Problem requirements
Reproduce verbatim every line from the one containing "5. Determine the location of the water" down to the last line of the entries below, including both of those lines.

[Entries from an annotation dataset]

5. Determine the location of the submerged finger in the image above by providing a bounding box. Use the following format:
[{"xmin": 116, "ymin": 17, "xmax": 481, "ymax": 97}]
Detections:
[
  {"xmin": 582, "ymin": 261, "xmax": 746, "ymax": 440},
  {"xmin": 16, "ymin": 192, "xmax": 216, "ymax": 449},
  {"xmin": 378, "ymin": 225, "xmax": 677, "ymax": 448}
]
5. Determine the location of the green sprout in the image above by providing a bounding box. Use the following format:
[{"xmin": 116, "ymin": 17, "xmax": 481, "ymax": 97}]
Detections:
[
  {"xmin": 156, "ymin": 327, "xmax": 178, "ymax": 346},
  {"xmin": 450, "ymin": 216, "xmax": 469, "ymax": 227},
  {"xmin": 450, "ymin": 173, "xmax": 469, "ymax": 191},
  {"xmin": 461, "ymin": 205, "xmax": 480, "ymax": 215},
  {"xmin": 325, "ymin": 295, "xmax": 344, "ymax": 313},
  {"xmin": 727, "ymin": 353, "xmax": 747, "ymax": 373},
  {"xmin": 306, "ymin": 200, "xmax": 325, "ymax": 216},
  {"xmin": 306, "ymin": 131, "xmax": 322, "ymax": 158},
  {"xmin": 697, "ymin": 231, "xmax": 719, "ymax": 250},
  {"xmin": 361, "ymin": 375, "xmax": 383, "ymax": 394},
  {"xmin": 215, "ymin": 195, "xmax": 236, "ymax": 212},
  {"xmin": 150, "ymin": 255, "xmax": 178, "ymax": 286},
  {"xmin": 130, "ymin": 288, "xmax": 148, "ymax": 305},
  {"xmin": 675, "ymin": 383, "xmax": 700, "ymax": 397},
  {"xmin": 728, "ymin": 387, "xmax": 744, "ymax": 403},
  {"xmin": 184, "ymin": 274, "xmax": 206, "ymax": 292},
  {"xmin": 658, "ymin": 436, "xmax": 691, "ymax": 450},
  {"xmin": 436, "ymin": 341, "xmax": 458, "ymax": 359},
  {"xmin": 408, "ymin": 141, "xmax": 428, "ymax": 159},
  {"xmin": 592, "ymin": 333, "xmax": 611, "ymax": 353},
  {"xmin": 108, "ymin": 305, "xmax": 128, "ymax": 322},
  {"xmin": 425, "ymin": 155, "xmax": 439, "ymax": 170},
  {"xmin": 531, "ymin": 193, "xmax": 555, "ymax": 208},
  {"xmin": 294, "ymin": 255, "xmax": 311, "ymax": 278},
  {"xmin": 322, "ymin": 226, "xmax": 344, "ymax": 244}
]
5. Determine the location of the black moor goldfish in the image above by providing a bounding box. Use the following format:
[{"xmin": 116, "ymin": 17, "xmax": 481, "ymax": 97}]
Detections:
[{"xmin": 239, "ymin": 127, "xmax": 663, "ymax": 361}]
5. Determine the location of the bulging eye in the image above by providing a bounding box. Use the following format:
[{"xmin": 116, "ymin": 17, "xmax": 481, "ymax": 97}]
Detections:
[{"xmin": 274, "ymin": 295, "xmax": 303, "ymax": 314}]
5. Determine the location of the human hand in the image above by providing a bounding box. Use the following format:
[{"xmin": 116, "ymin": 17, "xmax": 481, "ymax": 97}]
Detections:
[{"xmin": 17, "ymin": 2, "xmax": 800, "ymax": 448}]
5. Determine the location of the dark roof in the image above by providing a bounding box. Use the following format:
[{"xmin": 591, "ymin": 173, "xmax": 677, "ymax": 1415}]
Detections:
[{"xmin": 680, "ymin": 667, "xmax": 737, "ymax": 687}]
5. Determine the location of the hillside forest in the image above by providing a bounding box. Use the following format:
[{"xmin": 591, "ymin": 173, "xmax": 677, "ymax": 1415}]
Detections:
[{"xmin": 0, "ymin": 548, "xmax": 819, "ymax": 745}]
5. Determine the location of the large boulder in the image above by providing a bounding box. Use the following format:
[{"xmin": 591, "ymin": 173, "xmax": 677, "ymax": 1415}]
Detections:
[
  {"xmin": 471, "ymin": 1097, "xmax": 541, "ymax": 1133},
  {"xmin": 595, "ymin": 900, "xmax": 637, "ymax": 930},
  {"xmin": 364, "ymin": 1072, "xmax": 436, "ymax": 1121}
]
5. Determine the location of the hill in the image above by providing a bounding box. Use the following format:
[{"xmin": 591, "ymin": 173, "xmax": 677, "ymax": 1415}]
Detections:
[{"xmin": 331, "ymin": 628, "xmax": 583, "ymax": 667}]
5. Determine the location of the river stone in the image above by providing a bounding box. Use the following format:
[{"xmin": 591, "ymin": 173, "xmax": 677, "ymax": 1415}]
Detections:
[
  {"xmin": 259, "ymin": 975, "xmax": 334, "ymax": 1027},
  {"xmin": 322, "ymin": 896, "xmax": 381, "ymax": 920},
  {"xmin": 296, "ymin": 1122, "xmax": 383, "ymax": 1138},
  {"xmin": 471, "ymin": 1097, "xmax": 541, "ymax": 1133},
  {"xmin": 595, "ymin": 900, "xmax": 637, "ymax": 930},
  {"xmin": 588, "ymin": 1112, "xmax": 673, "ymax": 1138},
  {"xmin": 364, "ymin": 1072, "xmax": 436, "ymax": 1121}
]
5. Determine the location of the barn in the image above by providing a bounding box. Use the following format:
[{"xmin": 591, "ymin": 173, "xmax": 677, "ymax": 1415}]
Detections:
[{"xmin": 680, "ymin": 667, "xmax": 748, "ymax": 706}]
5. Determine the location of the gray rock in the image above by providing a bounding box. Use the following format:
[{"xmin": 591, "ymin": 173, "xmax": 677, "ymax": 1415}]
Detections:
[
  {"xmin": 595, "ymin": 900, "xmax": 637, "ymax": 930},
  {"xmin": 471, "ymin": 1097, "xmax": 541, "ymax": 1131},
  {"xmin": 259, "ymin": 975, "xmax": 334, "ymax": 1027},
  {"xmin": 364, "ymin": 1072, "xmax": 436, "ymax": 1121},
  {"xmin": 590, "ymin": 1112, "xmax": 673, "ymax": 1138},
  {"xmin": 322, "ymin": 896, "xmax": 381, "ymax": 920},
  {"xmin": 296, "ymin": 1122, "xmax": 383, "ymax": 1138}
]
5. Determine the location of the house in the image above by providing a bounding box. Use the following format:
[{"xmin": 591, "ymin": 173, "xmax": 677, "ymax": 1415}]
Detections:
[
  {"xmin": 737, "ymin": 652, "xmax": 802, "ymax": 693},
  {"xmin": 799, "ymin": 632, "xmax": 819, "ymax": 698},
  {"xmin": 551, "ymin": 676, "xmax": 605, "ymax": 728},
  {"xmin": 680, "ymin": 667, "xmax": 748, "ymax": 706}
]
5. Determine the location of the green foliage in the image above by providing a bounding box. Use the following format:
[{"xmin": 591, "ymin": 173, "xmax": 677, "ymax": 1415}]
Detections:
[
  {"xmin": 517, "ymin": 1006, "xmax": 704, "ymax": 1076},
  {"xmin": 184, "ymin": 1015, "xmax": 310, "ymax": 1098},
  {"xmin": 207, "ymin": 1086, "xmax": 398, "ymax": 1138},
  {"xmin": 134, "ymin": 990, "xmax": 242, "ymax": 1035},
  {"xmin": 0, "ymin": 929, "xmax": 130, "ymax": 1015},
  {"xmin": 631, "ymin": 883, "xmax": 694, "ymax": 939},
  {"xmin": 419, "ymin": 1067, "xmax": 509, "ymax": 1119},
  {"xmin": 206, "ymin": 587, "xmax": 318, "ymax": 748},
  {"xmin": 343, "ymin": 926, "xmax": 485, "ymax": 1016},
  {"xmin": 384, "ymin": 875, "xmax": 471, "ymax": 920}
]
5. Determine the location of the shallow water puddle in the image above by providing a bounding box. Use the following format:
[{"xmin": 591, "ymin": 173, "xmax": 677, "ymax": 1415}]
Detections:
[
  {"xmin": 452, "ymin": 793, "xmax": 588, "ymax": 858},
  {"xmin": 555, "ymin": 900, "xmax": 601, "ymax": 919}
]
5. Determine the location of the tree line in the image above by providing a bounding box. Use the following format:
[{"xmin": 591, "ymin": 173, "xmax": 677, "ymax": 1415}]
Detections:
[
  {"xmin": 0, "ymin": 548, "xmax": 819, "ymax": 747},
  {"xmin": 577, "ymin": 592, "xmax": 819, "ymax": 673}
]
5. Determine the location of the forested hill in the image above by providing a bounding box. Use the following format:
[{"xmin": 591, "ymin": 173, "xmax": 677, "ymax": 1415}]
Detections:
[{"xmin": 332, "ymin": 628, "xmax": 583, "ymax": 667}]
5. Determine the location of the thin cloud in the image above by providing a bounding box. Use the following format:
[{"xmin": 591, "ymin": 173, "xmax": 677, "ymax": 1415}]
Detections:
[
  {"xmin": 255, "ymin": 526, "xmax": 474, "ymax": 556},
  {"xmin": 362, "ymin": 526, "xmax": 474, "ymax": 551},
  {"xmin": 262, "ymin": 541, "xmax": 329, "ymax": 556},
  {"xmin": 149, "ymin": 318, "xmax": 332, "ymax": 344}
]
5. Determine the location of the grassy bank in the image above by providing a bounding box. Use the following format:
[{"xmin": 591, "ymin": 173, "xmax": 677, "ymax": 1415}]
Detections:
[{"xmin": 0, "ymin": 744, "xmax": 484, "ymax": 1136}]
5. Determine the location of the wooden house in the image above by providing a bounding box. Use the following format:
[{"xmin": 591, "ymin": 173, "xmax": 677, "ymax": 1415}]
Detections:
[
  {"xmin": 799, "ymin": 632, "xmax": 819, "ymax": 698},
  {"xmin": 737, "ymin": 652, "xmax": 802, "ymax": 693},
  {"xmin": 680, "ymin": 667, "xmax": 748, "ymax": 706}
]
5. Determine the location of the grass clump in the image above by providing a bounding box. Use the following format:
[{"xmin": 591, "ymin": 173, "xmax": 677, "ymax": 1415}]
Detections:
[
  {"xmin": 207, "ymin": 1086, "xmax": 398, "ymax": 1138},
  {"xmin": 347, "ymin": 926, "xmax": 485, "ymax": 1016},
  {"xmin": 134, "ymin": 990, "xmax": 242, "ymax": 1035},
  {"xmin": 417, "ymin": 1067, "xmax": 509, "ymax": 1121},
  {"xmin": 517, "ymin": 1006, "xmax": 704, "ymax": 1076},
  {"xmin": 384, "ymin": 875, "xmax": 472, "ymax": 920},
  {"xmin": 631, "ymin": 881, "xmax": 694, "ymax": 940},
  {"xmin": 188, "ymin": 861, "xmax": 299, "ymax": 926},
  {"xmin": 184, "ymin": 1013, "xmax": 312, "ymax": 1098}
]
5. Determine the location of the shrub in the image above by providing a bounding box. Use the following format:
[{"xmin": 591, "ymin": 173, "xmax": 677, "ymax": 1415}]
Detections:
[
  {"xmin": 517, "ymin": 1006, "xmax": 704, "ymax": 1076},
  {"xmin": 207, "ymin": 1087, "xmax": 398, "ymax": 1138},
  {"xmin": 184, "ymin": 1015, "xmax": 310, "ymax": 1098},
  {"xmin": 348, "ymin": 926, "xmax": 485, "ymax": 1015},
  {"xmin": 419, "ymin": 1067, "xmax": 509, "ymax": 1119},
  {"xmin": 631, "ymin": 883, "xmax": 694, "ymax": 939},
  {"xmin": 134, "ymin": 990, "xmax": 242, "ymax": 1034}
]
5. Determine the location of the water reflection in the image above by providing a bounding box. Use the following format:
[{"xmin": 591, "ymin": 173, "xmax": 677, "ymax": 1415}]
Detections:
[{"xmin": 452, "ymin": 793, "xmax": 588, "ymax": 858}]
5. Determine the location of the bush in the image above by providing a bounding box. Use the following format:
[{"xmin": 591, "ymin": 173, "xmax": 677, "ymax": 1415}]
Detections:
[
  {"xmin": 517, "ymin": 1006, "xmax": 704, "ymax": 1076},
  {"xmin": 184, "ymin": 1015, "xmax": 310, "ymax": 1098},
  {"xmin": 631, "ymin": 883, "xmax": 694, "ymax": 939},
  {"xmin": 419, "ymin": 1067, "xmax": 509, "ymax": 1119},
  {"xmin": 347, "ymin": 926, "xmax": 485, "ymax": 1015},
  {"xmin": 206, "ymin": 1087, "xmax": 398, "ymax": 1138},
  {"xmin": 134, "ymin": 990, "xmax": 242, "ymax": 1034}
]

Answer to this exercise
5. Determine the location of the water reflection in the image above by providing a bounding box. Use the following format:
[{"xmin": 591, "ymin": 173, "xmax": 677, "ymax": 1415}]
Detections:
[{"xmin": 452, "ymin": 793, "xmax": 588, "ymax": 858}]
5. Determine the location of the bush in the image above by providing a bounding box. Use the following format:
[{"xmin": 591, "ymin": 173, "xmax": 677, "ymax": 1415}]
Detections:
[
  {"xmin": 517, "ymin": 1006, "xmax": 704, "ymax": 1076},
  {"xmin": 184, "ymin": 1015, "xmax": 310, "ymax": 1098},
  {"xmin": 631, "ymin": 883, "xmax": 694, "ymax": 939},
  {"xmin": 419, "ymin": 1067, "xmax": 509, "ymax": 1119},
  {"xmin": 347, "ymin": 926, "xmax": 485, "ymax": 1015},
  {"xmin": 206, "ymin": 1087, "xmax": 398, "ymax": 1138},
  {"xmin": 134, "ymin": 990, "xmax": 242, "ymax": 1034}
]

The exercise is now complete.